*ACTIVITIES:*
[A] In the abstract, rewrite the passage starting at "Objective: Our aim" and ending at "blood coagulation functions.", changing "lay adults" to "nonexpert adults".
[B] Decide whether each statement agrees with the abstract. Answer yes or no and quote the words that decide it.
(i) Older participants needed significantly more total time for data entry and information follow-up than younger participants.
(ii) Older participants made significantly more errors than younger participants.
(iii) The Calendar configuration was the significantly preferred configuration for data entry.
[C] According to the abstract, how many old and how many young participants completed the tasks?

*TEXT:*
Evaluation of Data Display for Patient-Oriented Electronic Record of Anticoagulant Therapy
Telemedicine and e-Health. September 2010, 16(7): 799-806. doi:10.1089/tmj.2010.0025. Noemi Bitterman, D.Sc.,1 Eyal Lerner, M.Sc.,1 and Haim Bitterman, M.D.2 1Department of Industrial Design, Faculty of Architecture and Town Planning, Carmel Medical Center, Technion, Israel Institute of Technology, Haifa, Israel. 2Faculty of Medicine, Carmel Medical Center, Technion, Israel Institute of Technology, Haifa, Israel.
Objective: Our aim was to evaluate visualization methods for specific tasks performed with personal healthcare e-record systems for lay adults and older patients. We investigated common visualization methods for data entry and follow-up of personal and clinical information for self-control of blood coagulation functions.
Methods: Twenty-five old (72.2+-5.5 years) and 25 young (30.4+-4.9 years) participants completed tasks based on common scenarios, on experimental Web sites with hidden tracking programs. Functional parameters (time, accuracy), subjective parameters (preference, satisfaction), and physiological parameters (heart rate, skin temperature, sweat, respiratory rate, and muscle tension) monitored with miniature sensors were used.
Results: Total time for data entry and information follow-up were significantly longer for older compared with younger participants, with no significant differences in accuracy (errors), in stress-related physiological parameters, in preferences, or in satisfaction between age group. The Menu display was the significantly preferred configuration for data entry in both age groups, based on functional, physiological, and subjective criteria (p<0.05, Duncan test). The Calendar configuration was significantly preferred for mixed tasks of follow-up and information retrieval, in both age groups, based on functional, physiological, and subjective criteria (p<0.05, Duncan test).
Conclusions: Our study supports equal capabilities of old and young people to use interactive healthcare systems for management of chronic diseases and further encourages using physiological, functional, and subjective methods for evaluating personal healthcare records.

*EXERCISE DATA:*
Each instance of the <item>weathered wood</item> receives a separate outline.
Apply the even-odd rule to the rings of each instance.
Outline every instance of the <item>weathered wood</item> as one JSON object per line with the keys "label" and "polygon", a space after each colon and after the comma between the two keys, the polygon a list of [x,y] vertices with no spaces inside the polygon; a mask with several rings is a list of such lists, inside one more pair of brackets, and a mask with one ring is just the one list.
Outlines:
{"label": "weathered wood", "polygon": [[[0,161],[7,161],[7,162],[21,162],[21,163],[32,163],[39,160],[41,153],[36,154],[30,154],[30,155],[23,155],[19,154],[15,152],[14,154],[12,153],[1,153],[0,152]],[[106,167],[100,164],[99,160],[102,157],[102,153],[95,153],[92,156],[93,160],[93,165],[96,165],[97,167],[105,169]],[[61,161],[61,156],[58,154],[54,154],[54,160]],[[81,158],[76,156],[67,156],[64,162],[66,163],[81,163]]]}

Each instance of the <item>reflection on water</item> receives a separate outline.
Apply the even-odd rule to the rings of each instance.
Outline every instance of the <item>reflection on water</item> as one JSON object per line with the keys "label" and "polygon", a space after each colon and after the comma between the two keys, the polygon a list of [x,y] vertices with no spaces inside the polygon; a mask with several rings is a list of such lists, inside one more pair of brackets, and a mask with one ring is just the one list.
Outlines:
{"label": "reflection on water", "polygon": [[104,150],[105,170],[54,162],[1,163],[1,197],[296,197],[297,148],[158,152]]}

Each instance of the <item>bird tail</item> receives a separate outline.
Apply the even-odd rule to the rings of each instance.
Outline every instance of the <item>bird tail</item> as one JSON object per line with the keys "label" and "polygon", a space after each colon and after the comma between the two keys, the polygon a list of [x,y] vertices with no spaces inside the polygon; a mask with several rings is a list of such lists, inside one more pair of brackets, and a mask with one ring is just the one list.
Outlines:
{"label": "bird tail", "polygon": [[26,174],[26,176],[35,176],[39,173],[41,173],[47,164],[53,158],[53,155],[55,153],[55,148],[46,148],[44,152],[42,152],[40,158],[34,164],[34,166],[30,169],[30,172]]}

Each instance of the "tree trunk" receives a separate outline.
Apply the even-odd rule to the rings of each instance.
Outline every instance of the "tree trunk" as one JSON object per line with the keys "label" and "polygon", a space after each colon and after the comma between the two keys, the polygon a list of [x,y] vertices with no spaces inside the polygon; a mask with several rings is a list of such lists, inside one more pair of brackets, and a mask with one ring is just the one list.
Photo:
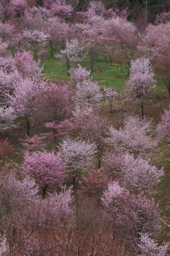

*RESPONSES FOR EACH TASK:*
[A]
Objective: Our aim was to evaluate visualization methods for specific tasks performed with personal healthcare e-record systems for nonexpert adults and older patients. We investigated common visualization methods for data entry and follow-up of personal and clinical information for self-control of blood coagulation functions.

[B]
(i) Yes: "Total time for data entry and information follow-up were significantly longer for older compared with younger participants"
(ii) No: "with no significant differences in accuracy (errors)"
(iii) No: "The Menu display was the significantly preferred configuration for data entry in both age groups"

[C] Twenty-five old participants and 25 young participants.